Output the data from its first line up to and including the line with "[374,97,390,182]" as a numbered list, skipping blank lines and leaving out the pictures.

####################

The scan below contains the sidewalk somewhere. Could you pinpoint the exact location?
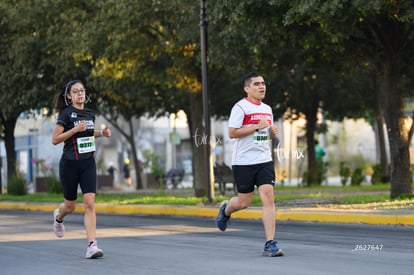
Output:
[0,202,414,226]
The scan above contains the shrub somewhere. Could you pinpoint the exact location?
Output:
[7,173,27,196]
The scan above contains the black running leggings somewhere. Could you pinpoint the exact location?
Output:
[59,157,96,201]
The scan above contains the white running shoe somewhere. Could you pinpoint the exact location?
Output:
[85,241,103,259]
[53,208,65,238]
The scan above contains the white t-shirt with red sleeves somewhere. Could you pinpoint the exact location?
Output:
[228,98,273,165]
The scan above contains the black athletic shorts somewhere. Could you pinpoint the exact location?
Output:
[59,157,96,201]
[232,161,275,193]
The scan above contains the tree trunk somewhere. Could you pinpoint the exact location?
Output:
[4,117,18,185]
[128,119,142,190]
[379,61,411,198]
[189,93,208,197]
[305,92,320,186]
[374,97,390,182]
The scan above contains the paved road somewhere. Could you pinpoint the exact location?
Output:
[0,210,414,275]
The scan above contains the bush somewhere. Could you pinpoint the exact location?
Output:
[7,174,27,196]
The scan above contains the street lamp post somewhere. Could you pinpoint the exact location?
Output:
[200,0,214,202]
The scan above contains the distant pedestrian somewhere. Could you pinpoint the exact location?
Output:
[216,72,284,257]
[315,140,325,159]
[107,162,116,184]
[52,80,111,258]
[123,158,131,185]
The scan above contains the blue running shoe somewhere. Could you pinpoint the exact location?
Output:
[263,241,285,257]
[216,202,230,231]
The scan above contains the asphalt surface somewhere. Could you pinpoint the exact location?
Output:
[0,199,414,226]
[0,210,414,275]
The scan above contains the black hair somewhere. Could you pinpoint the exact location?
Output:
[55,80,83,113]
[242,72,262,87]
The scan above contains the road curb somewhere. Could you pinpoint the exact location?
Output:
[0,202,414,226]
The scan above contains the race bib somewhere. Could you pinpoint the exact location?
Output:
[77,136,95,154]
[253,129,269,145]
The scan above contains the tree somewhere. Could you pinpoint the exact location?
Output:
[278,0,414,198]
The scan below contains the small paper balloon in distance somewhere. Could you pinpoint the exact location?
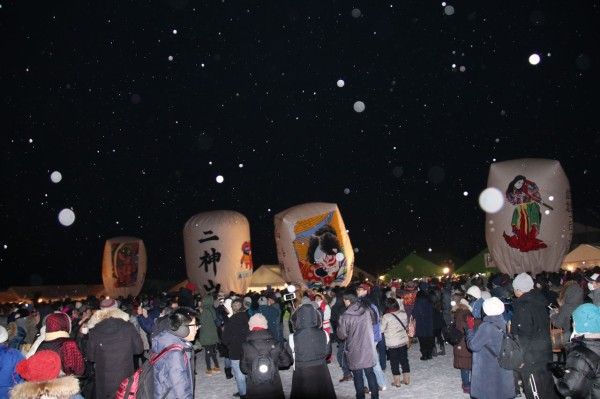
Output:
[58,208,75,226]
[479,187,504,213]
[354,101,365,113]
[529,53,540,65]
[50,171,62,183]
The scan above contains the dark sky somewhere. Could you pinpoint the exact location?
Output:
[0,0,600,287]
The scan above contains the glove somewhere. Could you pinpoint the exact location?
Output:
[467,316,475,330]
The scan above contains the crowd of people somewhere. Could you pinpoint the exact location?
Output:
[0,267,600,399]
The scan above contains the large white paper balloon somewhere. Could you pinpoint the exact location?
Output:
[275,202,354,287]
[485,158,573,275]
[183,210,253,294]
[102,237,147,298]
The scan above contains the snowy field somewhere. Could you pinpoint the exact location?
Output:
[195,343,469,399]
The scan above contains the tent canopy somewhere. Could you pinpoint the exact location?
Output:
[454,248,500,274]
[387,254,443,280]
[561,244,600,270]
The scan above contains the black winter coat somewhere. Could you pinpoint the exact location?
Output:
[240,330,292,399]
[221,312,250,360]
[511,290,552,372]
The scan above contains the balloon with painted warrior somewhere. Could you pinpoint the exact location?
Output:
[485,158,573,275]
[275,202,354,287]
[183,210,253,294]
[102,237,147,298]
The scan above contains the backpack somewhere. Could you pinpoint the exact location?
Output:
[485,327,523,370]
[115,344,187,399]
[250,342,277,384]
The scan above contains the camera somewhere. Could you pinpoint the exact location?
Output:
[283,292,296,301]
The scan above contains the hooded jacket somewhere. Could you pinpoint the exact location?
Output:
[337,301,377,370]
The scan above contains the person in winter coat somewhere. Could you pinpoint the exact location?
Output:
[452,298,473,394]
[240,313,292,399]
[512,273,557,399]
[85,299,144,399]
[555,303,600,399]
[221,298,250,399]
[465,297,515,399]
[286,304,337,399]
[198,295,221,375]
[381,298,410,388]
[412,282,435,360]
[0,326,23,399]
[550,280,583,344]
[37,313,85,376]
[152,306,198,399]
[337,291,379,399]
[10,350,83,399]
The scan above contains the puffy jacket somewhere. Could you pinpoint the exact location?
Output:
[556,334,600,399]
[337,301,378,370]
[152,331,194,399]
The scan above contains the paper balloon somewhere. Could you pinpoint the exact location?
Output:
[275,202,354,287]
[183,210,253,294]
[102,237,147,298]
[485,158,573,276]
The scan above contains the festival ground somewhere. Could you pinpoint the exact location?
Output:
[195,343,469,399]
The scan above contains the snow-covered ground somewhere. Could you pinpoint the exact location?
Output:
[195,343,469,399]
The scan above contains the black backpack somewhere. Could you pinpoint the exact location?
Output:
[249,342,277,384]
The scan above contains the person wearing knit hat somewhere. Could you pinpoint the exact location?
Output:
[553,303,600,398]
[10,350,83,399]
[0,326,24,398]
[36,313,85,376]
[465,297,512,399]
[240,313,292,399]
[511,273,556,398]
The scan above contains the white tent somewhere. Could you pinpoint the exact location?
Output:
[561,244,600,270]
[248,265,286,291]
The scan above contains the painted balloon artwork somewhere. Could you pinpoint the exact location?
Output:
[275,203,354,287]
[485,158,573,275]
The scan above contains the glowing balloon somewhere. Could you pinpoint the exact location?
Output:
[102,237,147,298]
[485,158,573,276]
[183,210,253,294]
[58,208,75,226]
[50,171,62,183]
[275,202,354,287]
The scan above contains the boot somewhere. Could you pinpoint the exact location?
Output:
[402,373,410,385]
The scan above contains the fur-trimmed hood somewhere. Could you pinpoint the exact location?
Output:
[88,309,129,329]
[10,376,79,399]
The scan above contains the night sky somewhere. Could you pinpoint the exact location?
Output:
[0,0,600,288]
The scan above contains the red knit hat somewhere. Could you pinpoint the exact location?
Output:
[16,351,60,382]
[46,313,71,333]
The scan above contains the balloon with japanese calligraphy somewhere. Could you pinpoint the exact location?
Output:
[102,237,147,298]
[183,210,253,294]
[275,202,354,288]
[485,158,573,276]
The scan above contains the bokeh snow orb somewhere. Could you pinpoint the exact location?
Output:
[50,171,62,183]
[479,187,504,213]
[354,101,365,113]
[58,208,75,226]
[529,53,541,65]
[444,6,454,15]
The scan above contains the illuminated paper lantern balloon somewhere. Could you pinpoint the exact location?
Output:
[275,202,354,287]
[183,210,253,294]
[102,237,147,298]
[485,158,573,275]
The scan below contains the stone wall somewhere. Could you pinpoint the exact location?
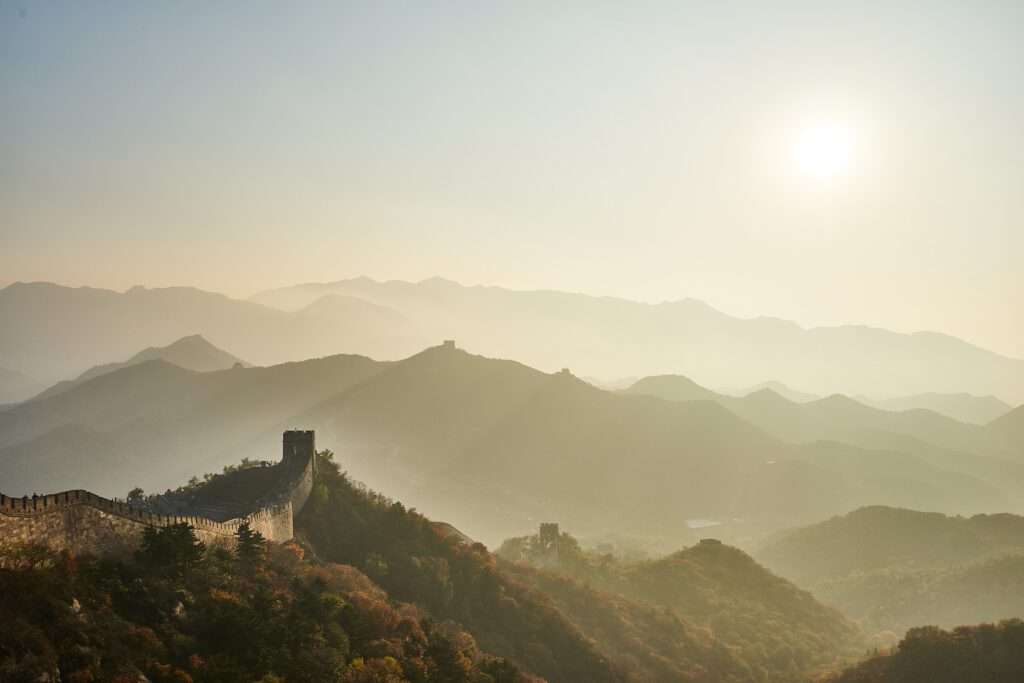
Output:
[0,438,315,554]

####################

§ **ANSWER TO THIS EXERCISE**
1. The scan below contains the sidewalk somewhere. Could you pinpoint the exact location?
2. Output:
3. [0,202,414,226]
4. The scan above contains the shrub somewhere. Could you pinpoint the exact location?
5. Output:
6. [7,173,27,196]
7. The scan above contains the black running leggings somewhere. Could you pinpoint the exact location?
8. Output:
9. [59,157,96,201]
10. The scan above contains the white running shoe somewhere. Could you pinpoint the exact location?
11. Output:
12. [85,241,103,259]
13. [53,208,65,238]
14. The scan above contains the white t-shirt with red sleeves somewhere. Could you pinpoint the exact location?
15. Output:
16. [228,98,273,165]
17. The scan above contains the black athletic shorts somewhere. Could you pinpoint the exact location?
18. Output:
19. [59,157,96,201]
20. [232,161,275,193]
21. The scan above contains the tree trunk somewhere. Could you pinpoint the exact location?
22. Output:
23. [4,117,18,185]
24. [128,119,142,190]
25. [379,61,411,198]
26. [189,93,208,197]
27. [305,92,320,186]
28. [374,97,390,182]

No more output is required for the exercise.